##### Given information

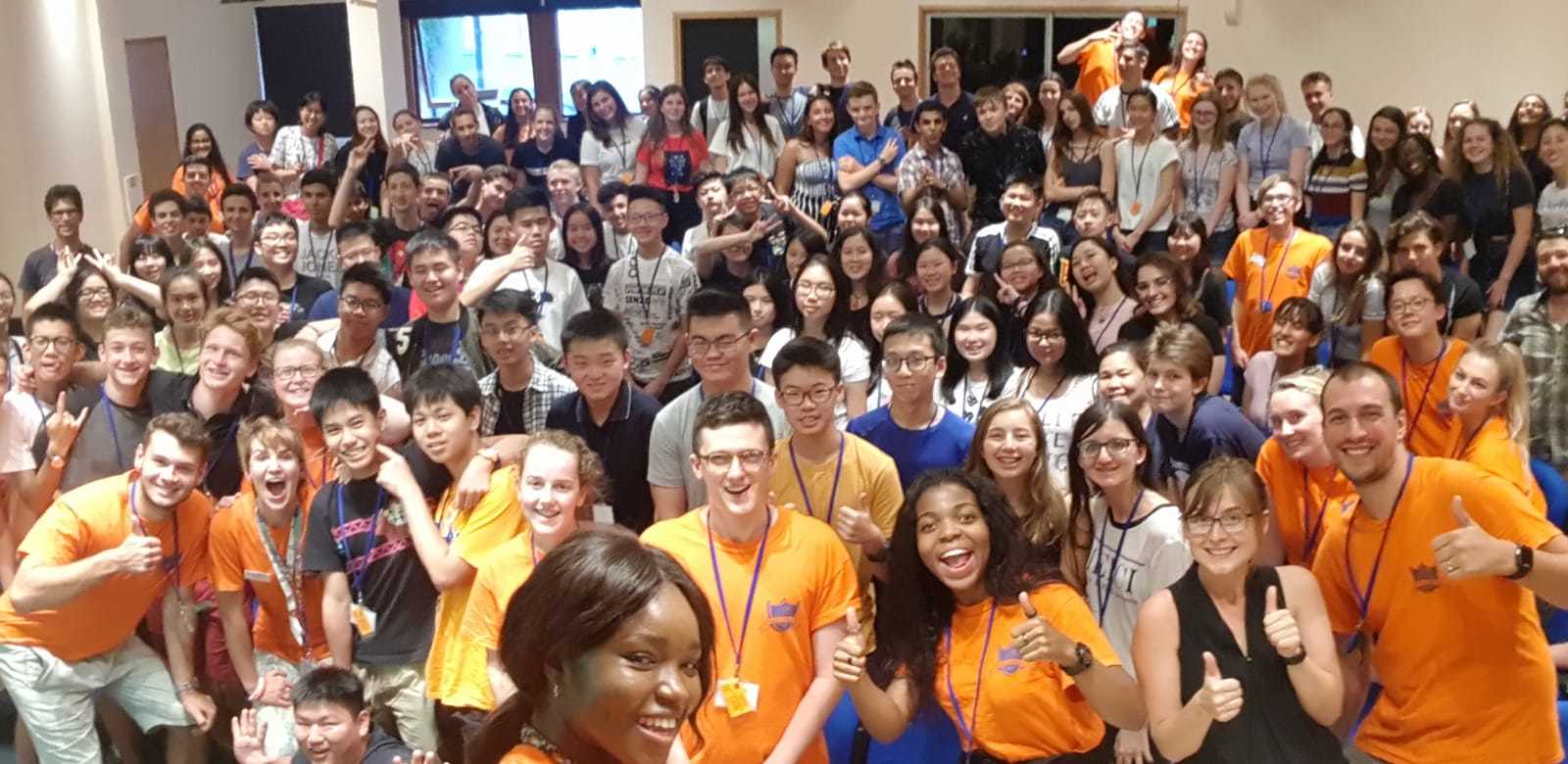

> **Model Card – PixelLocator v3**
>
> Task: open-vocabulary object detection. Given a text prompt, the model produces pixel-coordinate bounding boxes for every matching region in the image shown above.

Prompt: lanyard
[947,598,996,751]
[256,507,311,656]
[789,432,849,524]
[704,508,773,678]
[99,385,125,470]
[1346,454,1416,651]
[1095,489,1148,626]
[334,484,386,602]
[130,481,185,587]
[1398,338,1448,447]
[1257,225,1299,313]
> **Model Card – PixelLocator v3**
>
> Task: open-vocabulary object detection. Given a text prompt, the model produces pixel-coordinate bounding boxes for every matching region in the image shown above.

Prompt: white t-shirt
[1115,136,1181,232]
[758,327,891,429]
[1084,495,1192,675]
[578,119,646,181]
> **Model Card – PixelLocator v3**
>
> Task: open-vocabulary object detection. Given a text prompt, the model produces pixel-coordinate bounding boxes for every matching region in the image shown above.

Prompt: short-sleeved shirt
[1366,335,1469,457]
[648,379,790,508]
[425,466,523,711]
[849,406,975,490]
[1256,439,1359,568]
[833,122,909,232]
[0,473,212,662]
[304,478,437,665]
[643,510,859,764]
[544,382,659,532]
[207,495,331,664]
[1236,116,1312,197]
[1225,228,1335,354]
[935,584,1126,761]
[1312,458,1563,764]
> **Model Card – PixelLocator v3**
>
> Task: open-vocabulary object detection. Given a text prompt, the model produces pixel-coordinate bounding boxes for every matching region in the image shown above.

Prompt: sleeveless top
[1171,565,1346,764]
[789,157,839,230]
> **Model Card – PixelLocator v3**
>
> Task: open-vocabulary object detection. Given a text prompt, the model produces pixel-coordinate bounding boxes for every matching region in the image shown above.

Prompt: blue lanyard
[708,508,773,678]
[789,432,850,524]
[1346,454,1416,653]
[946,598,996,751]
[334,484,386,602]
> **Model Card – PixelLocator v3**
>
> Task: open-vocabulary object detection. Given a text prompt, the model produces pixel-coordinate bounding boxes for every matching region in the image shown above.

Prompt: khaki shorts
[0,638,194,764]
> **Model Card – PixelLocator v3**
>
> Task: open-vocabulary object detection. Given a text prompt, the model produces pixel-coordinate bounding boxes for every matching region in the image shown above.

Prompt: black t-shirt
[304,478,437,665]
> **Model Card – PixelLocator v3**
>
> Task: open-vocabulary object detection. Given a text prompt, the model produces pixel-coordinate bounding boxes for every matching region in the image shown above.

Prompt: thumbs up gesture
[1264,586,1301,659]
[1432,497,1518,581]
[833,607,865,684]
[1013,592,1077,664]
[1194,651,1242,722]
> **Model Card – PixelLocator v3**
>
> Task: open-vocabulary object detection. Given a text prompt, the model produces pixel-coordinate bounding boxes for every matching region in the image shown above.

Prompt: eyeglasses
[272,364,323,382]
[26,337,76,353]
[337,294,386,313]
[1388,298,1432,316]
[779,387,834,406]
[1077,439,1137,458]
[1184,512,1252,536]
[687,335,742,356]
[698,450,768,473]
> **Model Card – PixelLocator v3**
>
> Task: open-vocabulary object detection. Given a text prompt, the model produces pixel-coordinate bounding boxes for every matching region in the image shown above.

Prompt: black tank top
[1171,565,1346,764]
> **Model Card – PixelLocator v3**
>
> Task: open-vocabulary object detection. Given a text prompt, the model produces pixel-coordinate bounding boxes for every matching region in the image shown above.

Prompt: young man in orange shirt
[643,393,859,764]
[207,418,329,758]
[403,364,522,761]
[1314,361,1568,764]
[1366,271,1468,457]
[0,413,217,761]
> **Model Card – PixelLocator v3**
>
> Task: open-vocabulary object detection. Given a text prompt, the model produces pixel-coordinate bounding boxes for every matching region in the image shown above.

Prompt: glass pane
[555,8,646,116]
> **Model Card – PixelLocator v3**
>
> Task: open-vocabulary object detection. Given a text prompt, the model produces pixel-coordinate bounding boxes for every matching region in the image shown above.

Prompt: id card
[348,604,376,638]
[713,676,759,719]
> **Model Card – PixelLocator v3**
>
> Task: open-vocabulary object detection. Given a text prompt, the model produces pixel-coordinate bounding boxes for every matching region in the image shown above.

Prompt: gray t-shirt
[648,380,790,508]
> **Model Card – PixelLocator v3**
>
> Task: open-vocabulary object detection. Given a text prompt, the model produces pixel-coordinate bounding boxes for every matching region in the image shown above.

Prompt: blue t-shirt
[849,406,975,492]
[1154,395,1264,485]
[833,126,904,232]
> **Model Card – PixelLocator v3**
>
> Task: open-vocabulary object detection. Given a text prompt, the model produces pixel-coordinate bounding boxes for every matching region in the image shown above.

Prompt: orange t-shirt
[207,495,331,664]
[643,507,859,764]
[1225,228,1335,354]
[1312,458,1563,764]
[1443,416,1546,516]
[1367,337,1468,457]
[463,526,533,649]
[0,473,212,662]
[935,584,1121,761]
[1257,439,1358,568]
[1077,39,1121,107]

##########

• **The exercise**
Collect every line in the rows above that contains the string "orange", copying each line in full. Matching is case-sensitive.

• **Solution for this exercise**
Prompt: young man in orange shirt
Prompt: orange t-shirt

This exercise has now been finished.